Enunciado da tarefa
Reescreva integralmente as linhas, começando pela primeira e seguindo até a linha que contém "[[[393,82],[102,96],[102,53],[30,50],[0,99],[0,260],[386,260]]]", inclusive. Desloque as coordenadas somando 119 a cada um de seus números.
-------- Linhas fornecidas --------
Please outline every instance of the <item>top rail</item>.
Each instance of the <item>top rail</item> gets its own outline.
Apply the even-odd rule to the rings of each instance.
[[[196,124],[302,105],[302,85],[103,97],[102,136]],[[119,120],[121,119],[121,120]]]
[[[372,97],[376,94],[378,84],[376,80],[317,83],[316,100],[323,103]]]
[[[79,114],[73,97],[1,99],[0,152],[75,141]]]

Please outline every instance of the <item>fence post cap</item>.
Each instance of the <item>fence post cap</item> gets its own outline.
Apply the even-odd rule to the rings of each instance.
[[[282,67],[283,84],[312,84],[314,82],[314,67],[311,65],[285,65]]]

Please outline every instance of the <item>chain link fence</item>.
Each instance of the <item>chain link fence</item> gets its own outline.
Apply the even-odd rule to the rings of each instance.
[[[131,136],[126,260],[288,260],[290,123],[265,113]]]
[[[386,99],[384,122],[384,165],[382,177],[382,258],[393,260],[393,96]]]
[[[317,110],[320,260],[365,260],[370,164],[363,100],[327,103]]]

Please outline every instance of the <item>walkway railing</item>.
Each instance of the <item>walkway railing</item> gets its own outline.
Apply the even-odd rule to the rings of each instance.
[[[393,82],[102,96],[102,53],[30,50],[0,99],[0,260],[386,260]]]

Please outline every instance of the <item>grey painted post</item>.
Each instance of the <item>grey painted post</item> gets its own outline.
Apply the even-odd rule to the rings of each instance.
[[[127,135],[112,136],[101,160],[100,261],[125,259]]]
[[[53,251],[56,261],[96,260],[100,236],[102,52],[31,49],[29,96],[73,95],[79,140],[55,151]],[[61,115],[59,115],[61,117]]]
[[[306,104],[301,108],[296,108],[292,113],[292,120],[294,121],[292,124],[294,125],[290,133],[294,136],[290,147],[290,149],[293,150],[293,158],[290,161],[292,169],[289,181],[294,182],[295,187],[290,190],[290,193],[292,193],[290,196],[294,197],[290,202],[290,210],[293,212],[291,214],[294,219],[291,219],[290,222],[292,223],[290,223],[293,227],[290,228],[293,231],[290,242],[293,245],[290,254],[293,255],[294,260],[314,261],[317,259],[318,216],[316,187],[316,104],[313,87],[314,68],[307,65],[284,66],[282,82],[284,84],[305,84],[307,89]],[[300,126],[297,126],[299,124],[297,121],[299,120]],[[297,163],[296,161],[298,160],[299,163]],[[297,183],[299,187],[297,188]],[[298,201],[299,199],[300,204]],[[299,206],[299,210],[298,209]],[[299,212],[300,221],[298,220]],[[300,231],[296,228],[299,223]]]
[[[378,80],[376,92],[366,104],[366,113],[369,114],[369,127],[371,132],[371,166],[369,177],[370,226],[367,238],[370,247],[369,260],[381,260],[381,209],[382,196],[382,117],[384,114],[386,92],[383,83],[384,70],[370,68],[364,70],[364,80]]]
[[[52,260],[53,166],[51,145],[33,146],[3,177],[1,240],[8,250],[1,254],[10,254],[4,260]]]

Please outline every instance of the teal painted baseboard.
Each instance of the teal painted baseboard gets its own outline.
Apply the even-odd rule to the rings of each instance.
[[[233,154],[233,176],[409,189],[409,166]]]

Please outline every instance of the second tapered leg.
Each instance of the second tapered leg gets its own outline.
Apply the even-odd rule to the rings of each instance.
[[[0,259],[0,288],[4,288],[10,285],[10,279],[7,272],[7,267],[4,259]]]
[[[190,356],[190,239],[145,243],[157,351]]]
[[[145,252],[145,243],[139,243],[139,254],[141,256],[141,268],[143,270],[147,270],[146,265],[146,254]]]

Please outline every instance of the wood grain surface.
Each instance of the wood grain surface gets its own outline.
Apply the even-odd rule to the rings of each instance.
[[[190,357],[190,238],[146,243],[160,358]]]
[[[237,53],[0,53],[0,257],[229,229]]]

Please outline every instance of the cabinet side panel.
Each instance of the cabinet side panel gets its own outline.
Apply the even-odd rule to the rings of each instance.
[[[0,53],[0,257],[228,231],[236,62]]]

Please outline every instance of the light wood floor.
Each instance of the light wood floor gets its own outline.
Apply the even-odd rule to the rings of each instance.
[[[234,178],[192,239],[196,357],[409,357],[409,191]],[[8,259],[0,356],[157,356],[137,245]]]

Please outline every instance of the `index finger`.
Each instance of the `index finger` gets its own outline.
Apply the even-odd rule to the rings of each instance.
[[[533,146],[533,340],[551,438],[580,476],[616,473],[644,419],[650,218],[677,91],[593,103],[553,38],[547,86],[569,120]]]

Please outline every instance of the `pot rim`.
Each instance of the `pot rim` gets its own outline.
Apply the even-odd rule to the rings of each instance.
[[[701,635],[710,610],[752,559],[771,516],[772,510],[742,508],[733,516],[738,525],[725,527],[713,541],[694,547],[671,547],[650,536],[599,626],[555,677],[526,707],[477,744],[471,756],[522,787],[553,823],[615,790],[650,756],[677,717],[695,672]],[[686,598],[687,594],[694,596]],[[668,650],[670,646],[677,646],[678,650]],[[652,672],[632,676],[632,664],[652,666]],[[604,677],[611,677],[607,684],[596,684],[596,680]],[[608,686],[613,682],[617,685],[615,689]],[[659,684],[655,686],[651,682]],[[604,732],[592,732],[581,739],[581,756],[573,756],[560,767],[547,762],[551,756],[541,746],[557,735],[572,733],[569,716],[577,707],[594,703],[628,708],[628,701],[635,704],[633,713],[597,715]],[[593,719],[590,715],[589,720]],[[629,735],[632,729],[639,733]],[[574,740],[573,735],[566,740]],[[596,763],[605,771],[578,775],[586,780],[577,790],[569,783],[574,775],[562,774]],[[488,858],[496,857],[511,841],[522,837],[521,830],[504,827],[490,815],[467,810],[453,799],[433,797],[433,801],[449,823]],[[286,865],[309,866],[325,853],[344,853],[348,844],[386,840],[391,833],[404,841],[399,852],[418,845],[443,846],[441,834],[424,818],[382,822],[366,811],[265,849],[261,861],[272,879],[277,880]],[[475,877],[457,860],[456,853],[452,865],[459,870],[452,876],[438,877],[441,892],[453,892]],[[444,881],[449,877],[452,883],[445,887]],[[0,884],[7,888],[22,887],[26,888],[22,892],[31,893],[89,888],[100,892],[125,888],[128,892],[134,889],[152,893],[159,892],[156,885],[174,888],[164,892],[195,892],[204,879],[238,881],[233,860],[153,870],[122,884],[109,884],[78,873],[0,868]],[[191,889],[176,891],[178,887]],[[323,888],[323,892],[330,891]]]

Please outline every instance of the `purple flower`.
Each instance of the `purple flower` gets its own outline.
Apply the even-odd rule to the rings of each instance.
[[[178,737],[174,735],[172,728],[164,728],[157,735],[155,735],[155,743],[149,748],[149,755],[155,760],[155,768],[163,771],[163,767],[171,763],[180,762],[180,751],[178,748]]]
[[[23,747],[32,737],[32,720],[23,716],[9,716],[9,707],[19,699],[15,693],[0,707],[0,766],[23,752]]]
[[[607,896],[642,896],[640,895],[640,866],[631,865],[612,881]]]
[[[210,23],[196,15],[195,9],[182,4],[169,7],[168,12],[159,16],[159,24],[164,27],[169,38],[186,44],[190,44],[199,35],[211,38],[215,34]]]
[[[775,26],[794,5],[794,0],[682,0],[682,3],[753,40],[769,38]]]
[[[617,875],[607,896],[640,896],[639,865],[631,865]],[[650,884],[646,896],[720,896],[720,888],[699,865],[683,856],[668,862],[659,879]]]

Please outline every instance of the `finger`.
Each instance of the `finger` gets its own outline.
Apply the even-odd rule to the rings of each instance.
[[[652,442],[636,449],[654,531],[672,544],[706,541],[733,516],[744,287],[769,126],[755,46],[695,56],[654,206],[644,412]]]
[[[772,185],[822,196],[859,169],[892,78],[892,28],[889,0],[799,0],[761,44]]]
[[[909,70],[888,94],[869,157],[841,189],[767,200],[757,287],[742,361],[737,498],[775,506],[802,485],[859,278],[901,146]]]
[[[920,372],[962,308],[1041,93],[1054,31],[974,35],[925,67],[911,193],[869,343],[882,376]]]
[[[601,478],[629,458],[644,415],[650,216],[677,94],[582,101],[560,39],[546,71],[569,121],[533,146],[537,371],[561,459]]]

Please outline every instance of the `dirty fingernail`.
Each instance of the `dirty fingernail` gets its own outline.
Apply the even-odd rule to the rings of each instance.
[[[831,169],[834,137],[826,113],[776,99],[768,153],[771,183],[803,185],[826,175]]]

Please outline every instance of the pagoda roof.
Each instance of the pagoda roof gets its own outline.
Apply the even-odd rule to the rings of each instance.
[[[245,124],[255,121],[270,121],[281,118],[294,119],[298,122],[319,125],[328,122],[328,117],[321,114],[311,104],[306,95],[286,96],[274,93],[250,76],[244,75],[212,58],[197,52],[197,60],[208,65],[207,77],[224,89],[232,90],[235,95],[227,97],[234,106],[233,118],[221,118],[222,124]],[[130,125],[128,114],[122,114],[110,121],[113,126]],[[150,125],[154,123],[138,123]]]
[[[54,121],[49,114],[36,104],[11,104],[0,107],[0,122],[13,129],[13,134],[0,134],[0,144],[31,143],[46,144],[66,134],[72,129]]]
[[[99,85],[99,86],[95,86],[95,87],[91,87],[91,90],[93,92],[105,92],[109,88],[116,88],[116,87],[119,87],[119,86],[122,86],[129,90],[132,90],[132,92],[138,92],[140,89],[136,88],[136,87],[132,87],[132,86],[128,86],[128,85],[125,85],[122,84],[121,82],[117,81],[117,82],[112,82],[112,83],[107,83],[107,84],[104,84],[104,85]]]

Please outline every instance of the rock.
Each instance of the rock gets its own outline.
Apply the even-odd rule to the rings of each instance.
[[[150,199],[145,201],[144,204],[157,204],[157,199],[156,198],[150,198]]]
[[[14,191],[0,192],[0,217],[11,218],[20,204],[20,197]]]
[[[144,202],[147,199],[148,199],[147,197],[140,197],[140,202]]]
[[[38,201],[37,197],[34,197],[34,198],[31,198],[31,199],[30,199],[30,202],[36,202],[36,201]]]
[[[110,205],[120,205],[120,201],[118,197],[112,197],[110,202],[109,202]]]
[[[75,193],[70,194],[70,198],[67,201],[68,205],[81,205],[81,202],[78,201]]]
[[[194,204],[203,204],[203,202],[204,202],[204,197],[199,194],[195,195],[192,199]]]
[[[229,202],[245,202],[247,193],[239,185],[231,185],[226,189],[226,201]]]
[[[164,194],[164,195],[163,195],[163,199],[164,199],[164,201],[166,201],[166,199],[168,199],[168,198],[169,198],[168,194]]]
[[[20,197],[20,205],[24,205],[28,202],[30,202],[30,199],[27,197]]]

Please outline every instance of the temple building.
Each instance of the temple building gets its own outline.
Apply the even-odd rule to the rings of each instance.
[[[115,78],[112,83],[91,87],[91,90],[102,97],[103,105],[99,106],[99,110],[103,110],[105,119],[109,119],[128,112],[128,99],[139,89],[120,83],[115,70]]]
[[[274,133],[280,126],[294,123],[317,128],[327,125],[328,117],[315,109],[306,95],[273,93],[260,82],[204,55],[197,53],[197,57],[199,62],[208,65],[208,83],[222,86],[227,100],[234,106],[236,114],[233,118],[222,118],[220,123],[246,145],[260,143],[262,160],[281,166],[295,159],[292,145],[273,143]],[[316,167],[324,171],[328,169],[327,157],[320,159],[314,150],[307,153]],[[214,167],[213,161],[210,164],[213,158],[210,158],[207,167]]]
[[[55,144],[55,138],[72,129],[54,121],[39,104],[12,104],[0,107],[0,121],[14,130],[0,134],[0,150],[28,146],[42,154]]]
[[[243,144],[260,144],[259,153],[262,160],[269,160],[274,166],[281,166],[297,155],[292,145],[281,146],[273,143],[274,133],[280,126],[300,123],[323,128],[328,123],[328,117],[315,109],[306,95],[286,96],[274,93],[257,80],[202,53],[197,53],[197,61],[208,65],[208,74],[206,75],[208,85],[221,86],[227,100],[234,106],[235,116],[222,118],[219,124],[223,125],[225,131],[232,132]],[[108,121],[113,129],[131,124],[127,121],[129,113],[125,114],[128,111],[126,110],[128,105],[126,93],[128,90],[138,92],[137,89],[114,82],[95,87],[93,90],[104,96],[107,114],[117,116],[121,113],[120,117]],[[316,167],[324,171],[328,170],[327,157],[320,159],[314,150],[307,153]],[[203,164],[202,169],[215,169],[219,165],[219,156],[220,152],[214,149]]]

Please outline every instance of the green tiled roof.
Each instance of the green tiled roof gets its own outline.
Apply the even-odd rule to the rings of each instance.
--------
Resposta correta
Please outline every instance of the <item>top rail</item>.
Each instance of the <item>top rail</item> gets its own outline.
Apply the even-odd rule to the rings of each instance.
[[[315,243],[421,224],[421,204],[222,216],[221,255]],[[238,239],[240,238],[240,239]]]
[[[491,216],[495,213],[497,203],[495,199],[436,202],[435,219],[442,222]]]
[[[198,233],[192,216],[120,218],[119,271],[194,260]]]

Please outline every instance of the <item>fence post cap</item>.
Each instance of the <item>fence post cap</item> gets its own outline.
Apply the even-odd rule to the rings of each instance.
[[[401,186],[402,203],[431,203],[433,201],[433,186],[430,184],[404,184]]]

Please outline every instance of the <item>chain link fence</item>.
Each instance of the <item>chain link fence</item> gets its own outline.
Apply the even-odd rule to the rings of each instance.
[[[250,255],[245,379],[407,379],[409,242],[384,232]]]
[[[505,218],[503,241],[503,284],[501,296],[501,377],[512,379],[512,215]]]
[[[436,229],[439,379],[484,379],[489,283],[482,219],[446,222]]]

Please outline every instance of the <item>walkway railing</item>.
Each instance of the <item>walkway railing</item> gets its own outline.
Apply the even-odd rule to the rings of each instance.
[[[512,201],[221,215],[221,172],[149,169],[119,218],[119,379],[505,379]]]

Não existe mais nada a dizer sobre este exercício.